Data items
......
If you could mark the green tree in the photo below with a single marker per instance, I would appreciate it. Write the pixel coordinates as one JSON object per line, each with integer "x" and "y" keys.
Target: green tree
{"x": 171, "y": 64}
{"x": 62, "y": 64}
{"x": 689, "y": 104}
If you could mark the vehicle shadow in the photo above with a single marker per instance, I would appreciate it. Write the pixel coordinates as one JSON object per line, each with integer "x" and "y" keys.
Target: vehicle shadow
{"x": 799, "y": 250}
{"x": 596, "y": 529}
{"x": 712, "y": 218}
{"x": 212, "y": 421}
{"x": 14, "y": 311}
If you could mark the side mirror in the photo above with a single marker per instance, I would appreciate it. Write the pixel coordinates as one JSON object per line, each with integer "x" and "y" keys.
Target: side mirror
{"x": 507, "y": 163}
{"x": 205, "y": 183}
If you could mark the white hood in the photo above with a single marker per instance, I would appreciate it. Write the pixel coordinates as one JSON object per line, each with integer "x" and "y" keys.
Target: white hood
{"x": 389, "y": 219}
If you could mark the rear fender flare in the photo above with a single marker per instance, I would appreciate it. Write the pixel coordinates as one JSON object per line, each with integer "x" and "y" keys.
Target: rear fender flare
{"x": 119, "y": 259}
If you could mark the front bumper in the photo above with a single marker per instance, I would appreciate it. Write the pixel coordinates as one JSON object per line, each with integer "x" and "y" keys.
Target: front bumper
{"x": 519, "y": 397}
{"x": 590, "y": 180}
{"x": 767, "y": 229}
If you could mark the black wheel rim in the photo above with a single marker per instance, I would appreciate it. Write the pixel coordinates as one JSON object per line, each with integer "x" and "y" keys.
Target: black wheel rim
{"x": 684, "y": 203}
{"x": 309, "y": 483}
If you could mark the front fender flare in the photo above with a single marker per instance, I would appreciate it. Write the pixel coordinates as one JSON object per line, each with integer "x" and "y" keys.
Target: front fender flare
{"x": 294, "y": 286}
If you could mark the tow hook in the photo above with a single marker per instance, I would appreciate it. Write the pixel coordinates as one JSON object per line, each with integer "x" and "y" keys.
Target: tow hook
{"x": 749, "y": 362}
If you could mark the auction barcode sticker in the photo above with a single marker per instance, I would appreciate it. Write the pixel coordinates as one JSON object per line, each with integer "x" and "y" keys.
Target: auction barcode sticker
......
Assignment
Once you find the line containing "If you could mark the front bumper", copy it and every line after it through the end of the records, exactly and nothing else.

Answer to the exercise
If you could mark the front bumper in the photo above with a single marker per instance, I would appreciate it. Write the pixel coordinates as one JSON object per line, each with integer "x" and "y" keys.
Target: front bumper
{"x": 519, "y": 397}
{"x": 590, "y": 180}
{"x": 767, "y": 229}
If you could mark the black wheel rim in the photo above with a single marker per instance, I would appreciate it. Write the pixel coordinates as one JSON object per line, each with integer "x" and "y" keys.
Target: black wheel rim
{"x": 684, "y": 203}
{"x": 309, "y": 483}
If you could mark the front fender flare in the photo above with a single marker per instance, I would appreciate it. Write the pixel coordinates as one JSON object per line, each with integer "x" and "y" keys.
Target: front fender flare
{"x": 294, "y": 286}
If you could mark the tow hook in the photo above with a single marker per instance, I would appreciate it. Write the pixel coordinates as one JSON object per line, each with integer "x" and "y" keys.
Target: tow hook
{"x": 749, "y": 362}
If you could mark the auction barcode sticker in the photo above with a single marker per instance, I would appreciate it. Write the pixel coordinates as one JSON object per line, each with integer "x" and "y" keys.
Target: auction barcode sticker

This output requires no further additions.